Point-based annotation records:
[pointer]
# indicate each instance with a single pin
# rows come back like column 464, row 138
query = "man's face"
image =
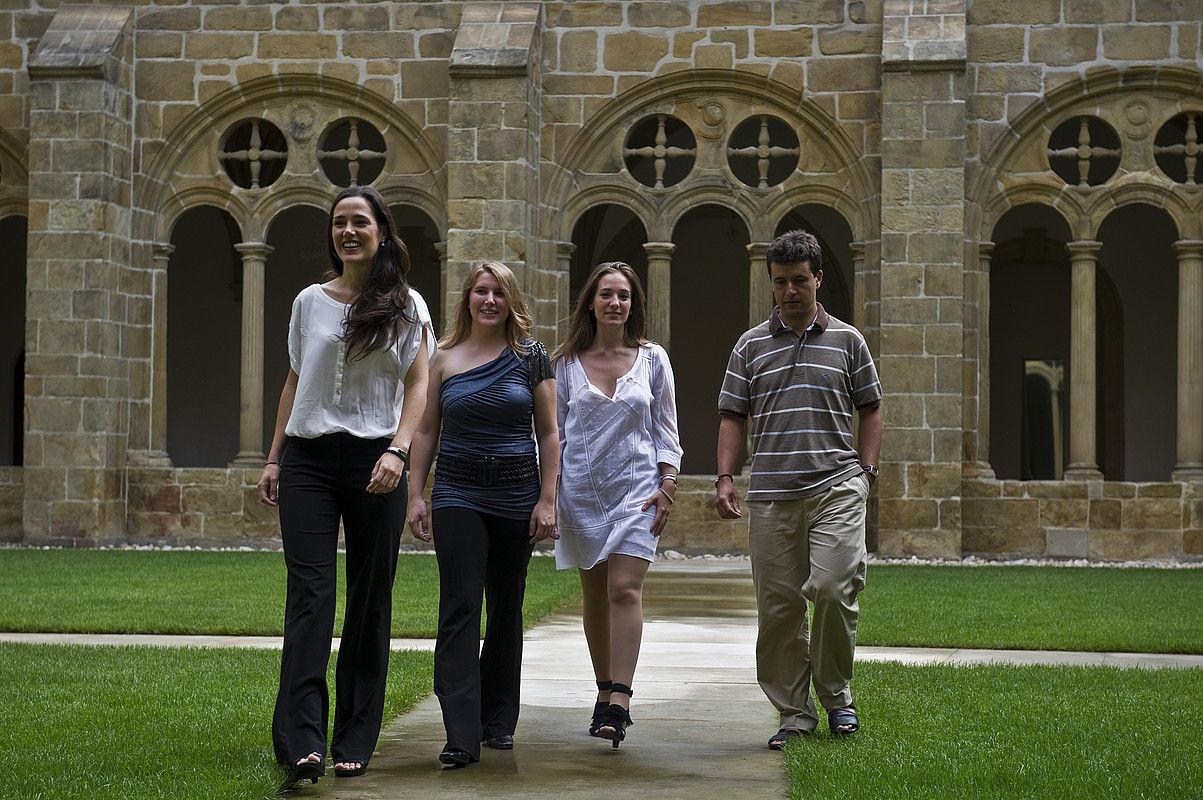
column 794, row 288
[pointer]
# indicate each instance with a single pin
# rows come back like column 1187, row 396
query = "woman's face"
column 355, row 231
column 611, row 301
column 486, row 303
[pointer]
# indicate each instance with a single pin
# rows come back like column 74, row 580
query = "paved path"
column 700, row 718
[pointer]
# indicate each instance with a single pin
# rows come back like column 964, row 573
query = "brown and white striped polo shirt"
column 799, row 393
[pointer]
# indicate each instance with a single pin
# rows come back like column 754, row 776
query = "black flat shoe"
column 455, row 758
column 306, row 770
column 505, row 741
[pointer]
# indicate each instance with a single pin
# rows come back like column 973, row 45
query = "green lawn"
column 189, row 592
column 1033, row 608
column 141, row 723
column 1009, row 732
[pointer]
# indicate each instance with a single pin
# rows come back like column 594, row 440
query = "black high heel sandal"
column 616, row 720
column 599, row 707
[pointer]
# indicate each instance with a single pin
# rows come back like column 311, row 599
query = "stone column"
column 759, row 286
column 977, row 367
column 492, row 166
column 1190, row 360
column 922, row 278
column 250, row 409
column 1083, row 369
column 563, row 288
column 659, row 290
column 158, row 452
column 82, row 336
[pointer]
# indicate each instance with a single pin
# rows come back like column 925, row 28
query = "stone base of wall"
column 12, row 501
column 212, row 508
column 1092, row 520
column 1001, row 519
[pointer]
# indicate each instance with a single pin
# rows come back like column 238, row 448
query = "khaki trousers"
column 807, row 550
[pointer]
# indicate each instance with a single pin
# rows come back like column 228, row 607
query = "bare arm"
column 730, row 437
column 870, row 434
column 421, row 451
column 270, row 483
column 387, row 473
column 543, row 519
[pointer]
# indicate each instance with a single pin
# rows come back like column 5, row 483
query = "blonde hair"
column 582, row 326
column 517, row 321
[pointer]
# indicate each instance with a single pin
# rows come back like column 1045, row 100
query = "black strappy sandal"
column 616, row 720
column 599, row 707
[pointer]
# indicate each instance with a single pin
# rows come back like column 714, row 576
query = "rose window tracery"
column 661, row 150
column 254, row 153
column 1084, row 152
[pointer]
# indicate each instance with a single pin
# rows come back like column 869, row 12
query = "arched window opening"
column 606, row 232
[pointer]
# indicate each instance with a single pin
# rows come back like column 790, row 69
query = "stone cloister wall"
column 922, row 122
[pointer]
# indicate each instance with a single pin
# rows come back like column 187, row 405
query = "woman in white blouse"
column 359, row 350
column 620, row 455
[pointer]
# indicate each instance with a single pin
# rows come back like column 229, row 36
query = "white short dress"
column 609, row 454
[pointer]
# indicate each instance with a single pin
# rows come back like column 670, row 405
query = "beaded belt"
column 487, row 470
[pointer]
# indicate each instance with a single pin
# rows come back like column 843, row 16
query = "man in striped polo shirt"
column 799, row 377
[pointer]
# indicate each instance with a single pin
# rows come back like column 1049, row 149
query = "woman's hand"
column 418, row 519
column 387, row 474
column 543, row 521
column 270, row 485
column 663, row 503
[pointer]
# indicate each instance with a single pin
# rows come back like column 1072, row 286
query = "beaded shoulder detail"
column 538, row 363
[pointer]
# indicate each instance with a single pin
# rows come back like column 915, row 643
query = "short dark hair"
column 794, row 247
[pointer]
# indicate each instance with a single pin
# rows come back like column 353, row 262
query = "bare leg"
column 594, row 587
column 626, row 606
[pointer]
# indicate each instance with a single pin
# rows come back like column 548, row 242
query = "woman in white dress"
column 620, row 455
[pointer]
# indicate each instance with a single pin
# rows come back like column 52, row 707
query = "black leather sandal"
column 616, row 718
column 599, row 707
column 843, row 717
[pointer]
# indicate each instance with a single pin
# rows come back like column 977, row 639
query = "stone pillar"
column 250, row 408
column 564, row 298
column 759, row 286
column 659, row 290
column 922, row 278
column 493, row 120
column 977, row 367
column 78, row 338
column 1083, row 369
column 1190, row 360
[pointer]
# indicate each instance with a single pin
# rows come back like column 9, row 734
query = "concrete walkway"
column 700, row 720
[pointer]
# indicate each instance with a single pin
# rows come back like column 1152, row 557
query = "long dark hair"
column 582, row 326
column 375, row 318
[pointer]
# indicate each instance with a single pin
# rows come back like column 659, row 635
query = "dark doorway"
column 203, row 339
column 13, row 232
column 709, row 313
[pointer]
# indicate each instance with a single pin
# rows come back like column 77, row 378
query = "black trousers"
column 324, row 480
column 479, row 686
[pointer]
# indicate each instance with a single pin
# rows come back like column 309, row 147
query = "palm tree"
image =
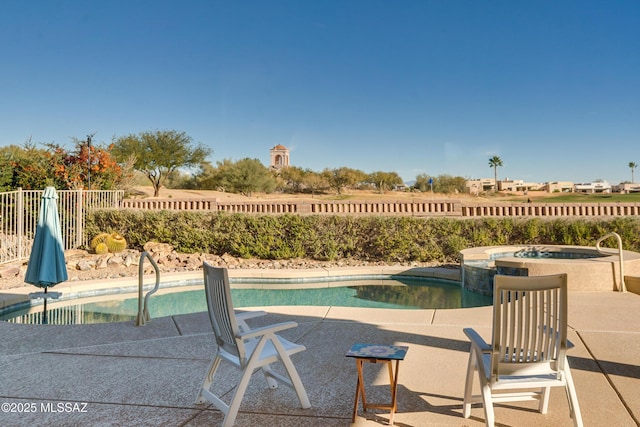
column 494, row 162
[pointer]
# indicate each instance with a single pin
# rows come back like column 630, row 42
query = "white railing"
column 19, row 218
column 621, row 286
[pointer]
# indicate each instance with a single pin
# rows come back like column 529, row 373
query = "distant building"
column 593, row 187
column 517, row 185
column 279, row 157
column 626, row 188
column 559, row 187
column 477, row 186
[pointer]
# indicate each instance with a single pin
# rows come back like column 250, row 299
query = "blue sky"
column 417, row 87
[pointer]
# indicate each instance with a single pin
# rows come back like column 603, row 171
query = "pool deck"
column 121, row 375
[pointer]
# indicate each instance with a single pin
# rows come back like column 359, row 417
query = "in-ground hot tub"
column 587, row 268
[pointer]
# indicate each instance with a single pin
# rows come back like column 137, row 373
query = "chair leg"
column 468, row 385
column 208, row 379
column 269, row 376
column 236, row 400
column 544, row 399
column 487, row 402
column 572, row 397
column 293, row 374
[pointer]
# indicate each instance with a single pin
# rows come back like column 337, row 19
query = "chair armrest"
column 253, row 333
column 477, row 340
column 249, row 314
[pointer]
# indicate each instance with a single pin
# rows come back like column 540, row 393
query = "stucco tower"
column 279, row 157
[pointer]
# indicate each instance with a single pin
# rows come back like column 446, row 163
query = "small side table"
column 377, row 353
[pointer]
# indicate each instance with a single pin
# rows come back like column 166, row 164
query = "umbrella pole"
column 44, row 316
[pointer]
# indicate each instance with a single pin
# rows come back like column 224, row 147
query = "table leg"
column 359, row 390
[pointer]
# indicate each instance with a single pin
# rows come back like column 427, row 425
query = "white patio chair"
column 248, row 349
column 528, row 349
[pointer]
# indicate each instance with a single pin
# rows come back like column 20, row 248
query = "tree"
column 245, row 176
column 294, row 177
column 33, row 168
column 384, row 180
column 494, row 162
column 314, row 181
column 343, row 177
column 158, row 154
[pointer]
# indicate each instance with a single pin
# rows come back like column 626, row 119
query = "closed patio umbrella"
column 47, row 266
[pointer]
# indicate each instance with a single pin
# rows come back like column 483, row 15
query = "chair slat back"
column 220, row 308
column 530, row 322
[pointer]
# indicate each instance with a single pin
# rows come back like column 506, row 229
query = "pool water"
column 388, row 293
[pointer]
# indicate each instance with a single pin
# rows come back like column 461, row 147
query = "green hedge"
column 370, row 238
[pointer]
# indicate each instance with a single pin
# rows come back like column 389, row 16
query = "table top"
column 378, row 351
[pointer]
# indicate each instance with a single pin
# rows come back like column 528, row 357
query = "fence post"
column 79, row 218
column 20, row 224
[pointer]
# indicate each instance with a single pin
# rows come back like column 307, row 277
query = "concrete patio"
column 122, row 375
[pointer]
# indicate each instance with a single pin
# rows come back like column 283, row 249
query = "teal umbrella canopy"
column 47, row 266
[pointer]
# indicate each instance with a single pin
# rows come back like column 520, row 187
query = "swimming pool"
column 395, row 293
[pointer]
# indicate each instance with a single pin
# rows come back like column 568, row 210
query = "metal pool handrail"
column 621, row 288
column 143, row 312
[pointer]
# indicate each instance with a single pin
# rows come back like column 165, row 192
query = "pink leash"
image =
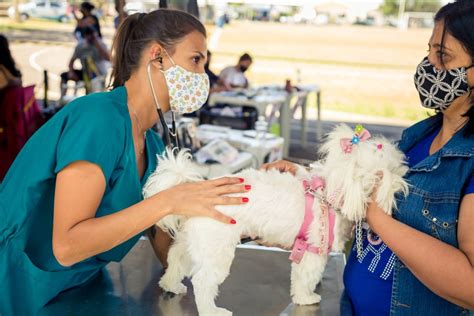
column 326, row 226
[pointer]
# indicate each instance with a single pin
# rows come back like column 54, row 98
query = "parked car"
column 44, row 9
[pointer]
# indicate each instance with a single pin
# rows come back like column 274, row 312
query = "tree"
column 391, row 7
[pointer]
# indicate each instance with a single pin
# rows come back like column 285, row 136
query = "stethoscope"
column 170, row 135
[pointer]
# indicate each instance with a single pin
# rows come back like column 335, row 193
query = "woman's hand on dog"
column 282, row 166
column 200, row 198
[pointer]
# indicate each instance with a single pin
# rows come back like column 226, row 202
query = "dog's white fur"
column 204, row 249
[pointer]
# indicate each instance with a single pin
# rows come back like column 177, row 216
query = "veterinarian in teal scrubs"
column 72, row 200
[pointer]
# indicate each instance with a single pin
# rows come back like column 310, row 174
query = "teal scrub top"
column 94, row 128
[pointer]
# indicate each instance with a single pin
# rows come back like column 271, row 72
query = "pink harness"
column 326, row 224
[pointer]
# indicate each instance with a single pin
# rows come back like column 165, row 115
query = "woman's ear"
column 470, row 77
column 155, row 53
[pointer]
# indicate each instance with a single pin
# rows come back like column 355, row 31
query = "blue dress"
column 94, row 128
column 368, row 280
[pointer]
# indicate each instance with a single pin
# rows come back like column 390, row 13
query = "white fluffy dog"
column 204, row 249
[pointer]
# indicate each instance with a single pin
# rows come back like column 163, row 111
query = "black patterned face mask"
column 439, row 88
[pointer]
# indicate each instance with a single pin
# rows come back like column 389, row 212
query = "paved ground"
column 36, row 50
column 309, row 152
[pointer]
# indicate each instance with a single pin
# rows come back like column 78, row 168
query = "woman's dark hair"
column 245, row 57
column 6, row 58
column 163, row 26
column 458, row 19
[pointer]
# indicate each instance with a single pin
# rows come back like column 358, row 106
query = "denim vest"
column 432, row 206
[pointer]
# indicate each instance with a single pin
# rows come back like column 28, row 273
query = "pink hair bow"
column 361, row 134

= PROBLEM DESCRIPTION =
Please put the records, from their start through the line with "column 794, row 288", into a numbered list, skipping blank lines and leaving out the pictures.

= RESPONSE TO THE TASK =
1. [pointer]
2. # indicate each instance with a single pin
3. # rows come back like column 464, row 138
4. query = "man's face"
5. image =
6. column 794, row 288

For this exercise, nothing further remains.